━━━ 読解用抜粋 ━━━

阿比留瑠比氏「今こそ読み返したい『空気の研究』」について

2011年7月 7日 (木)

阿比留瑠比さんが、ブログ「国を憂い、われとわが身を甘やかすの記」に「今こそ読み返したい『空気の研究』」という記事を書いています。

 その書き出しですが、
「目には見えないながらも日本社会に強く広く根を張り、さまざまな場面でその存在をはっきりと意識させられてきた「空気」について、であります。私は「KY」(空気を読めない)という言葉が大嫌いで、従って「空気」という言葉もあまり記事その他では使用したくないのですが、とはいっても「空気」としか言い表しようのないその場を支配する何かがあるのは事実で、抵抗を覚えつつも何度か使ってきました。

そして、特に東日本大震災の発生とそれに伴う原発事故以来、この「空気」が顕在化してきたというか、非常に物理的圧迫感を持って体感できる気がするのです。私はこれまでの記者生活を通じ、慰安婦問題、沖縄集団自決問題、在日外国人問題…などを取材・執筆する過程で、常にこの「空気」の問題を実感してきましたし、政権交代時にも、抗い難い、逆らってもムダな「空気」の圧倒的な大波を体験もしました。」

 では、このような日本社会における「空気支配」をどのように克服するか。かって山本七平は名著『空気の研究』で次のような警告を発した、ということで、いくつかの言葉を引用しています。その中心的部分は、《われわれは常に、論理的判断の基準と、空気的判断の基準という、一種の二重基準のもとに生きている》《もし将来日本を破壊するものがあるとしたら、それは、三十年前の破滅同様に、おそらく「空気」なのである》ということではないかと思います。

 この記事には、読者から様々なコメントが寄せられていますが、山本七平のいう「空気支配」の意味を、全体的に捉えることは決して容易なことではないような気がします。というのは、この空気支配というのは、必ずしも日本だけのことではなく、どこの国にも見られることですし、それを日本の集団主義や家族共同体思想と関連づけて考えれば、欠点と見えるものも裏から見れば長所に見える。では、その長所を生かし欠点を是正する方法はあるのか、ということになると、どうもよく判らない。

━━━ 元データ ━━━

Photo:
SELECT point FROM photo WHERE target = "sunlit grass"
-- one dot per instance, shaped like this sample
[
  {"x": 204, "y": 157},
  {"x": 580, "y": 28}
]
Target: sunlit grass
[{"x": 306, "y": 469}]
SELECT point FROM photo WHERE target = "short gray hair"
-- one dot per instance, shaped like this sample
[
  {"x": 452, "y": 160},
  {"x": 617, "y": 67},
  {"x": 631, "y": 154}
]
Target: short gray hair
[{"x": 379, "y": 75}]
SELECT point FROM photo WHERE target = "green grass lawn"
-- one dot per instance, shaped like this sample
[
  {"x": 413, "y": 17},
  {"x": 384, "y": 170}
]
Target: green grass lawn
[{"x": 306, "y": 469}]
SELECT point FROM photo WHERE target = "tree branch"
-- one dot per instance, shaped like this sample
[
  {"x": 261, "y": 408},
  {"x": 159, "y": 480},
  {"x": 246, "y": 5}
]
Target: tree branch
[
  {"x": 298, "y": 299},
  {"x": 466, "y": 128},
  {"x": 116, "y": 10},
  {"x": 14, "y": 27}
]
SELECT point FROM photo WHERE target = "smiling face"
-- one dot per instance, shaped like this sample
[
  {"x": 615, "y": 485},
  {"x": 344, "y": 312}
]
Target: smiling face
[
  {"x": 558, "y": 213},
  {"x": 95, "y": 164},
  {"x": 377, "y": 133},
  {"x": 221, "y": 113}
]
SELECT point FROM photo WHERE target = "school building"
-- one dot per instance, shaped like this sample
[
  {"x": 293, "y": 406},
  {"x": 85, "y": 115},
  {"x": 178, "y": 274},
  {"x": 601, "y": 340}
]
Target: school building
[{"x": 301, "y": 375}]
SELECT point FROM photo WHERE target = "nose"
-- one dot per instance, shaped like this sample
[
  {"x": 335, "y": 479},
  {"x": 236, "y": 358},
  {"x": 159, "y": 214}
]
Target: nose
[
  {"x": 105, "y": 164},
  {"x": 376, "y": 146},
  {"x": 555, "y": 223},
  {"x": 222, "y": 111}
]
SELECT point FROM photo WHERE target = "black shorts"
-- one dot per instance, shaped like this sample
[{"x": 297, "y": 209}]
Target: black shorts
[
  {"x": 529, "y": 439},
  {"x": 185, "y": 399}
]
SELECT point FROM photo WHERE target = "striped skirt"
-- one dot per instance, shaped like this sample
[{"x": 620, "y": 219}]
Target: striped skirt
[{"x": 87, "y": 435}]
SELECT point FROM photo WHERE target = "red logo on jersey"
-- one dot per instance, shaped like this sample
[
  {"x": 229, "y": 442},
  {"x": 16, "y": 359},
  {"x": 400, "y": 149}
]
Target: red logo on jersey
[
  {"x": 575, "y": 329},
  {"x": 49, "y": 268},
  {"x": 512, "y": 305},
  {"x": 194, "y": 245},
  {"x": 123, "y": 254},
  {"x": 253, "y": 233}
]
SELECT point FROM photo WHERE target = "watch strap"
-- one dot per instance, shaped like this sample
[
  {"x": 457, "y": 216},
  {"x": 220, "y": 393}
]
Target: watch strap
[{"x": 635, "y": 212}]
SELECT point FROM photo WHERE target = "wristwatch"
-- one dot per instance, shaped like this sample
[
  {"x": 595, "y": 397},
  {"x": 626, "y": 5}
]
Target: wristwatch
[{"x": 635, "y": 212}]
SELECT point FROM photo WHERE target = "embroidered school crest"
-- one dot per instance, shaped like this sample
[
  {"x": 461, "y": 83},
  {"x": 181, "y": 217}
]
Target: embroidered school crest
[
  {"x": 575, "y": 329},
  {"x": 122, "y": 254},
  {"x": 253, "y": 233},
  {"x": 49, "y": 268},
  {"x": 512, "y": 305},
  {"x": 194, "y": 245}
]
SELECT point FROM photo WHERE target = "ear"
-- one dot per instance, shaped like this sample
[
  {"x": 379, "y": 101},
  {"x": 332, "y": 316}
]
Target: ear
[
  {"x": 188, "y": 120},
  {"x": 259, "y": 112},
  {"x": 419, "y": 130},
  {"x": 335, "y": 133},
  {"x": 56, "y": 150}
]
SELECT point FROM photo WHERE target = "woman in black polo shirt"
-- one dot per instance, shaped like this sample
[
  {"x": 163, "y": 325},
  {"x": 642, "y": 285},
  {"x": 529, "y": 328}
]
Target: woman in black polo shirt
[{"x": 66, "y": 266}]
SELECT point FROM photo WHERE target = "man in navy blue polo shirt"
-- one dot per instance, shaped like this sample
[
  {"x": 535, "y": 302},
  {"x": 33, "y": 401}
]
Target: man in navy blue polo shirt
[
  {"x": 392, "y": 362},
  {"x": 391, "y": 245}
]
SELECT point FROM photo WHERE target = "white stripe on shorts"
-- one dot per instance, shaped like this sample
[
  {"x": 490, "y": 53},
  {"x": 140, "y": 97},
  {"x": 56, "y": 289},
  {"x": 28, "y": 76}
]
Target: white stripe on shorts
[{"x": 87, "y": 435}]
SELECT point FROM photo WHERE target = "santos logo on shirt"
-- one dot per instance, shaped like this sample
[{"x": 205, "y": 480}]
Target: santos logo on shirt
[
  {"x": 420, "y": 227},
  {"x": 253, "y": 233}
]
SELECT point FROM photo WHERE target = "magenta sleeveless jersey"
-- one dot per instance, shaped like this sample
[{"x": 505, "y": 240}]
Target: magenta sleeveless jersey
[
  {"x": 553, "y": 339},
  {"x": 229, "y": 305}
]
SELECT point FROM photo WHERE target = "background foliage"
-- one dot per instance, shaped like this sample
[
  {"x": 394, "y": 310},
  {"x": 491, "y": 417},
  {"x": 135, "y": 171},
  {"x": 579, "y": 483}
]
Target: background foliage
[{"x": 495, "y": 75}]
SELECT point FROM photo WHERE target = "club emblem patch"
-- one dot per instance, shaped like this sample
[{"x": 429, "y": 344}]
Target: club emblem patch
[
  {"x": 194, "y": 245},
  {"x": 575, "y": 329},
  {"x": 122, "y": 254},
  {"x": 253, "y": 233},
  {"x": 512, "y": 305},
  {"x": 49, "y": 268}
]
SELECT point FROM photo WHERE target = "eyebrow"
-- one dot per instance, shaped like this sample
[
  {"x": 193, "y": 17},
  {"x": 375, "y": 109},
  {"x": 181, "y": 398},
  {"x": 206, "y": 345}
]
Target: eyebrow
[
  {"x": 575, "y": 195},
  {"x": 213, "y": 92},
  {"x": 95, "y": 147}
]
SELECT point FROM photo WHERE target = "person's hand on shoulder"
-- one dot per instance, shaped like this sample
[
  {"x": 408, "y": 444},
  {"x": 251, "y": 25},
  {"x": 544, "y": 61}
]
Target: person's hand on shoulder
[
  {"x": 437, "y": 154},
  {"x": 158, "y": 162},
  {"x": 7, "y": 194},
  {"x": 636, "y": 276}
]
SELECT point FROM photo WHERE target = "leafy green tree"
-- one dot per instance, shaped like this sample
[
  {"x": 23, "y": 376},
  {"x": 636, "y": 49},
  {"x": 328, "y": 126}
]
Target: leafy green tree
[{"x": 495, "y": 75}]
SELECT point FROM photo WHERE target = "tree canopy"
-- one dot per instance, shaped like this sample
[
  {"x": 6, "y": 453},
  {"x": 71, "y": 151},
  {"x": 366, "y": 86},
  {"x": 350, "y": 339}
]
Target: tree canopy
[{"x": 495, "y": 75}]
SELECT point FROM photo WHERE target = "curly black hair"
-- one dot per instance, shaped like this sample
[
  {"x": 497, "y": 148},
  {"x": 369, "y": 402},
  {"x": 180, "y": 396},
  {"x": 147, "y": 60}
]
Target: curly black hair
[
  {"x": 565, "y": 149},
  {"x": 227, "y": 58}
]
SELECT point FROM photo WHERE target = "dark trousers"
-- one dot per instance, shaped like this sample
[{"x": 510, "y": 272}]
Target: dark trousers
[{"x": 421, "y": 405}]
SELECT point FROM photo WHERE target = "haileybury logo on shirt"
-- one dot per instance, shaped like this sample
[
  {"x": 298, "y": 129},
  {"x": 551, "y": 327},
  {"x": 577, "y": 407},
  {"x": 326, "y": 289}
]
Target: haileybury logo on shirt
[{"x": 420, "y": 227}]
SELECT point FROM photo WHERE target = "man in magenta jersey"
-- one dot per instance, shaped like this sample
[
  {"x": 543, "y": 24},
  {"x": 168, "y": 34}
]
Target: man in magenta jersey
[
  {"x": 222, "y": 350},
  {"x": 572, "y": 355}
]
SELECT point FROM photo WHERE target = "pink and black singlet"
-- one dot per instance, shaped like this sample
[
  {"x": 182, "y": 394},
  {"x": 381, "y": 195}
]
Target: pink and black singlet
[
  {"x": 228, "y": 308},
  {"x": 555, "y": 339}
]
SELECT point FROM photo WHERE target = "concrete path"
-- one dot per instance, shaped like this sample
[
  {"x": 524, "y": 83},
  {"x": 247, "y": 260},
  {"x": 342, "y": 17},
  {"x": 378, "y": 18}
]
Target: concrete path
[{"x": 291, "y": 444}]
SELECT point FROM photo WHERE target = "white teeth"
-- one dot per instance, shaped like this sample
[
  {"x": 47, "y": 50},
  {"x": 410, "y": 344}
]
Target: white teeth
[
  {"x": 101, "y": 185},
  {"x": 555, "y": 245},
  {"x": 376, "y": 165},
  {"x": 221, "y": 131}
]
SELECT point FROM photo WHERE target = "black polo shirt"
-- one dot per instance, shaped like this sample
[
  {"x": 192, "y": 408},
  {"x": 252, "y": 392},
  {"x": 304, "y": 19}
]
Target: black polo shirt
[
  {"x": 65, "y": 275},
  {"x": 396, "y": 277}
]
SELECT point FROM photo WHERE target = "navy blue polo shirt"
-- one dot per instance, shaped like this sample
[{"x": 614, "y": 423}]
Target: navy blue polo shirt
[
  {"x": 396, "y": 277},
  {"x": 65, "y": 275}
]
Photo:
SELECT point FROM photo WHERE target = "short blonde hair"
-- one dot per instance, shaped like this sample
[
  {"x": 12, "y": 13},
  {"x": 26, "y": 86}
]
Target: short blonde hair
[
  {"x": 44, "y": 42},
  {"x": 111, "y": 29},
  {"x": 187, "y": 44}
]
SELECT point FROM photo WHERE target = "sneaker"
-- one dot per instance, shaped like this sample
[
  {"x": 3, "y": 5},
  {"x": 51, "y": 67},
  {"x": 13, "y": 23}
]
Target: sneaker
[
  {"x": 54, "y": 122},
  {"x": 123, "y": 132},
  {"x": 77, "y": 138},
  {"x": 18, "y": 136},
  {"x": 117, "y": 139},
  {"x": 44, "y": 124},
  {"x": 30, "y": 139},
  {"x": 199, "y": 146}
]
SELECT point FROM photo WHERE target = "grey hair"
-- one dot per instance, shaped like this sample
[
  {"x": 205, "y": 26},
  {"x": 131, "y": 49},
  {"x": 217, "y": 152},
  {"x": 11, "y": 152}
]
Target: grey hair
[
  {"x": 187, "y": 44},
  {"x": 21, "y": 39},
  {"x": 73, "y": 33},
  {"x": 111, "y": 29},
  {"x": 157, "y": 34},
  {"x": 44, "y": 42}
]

━━━

目的: 「空気」を扱ったこの文章で、阿比留瑠比さんが大嫌いだと書いている言葉は何か、答えてください。 資料は別の出典から取ったものだ。

出力結果: 「KY」(空気を読めない)という言葉。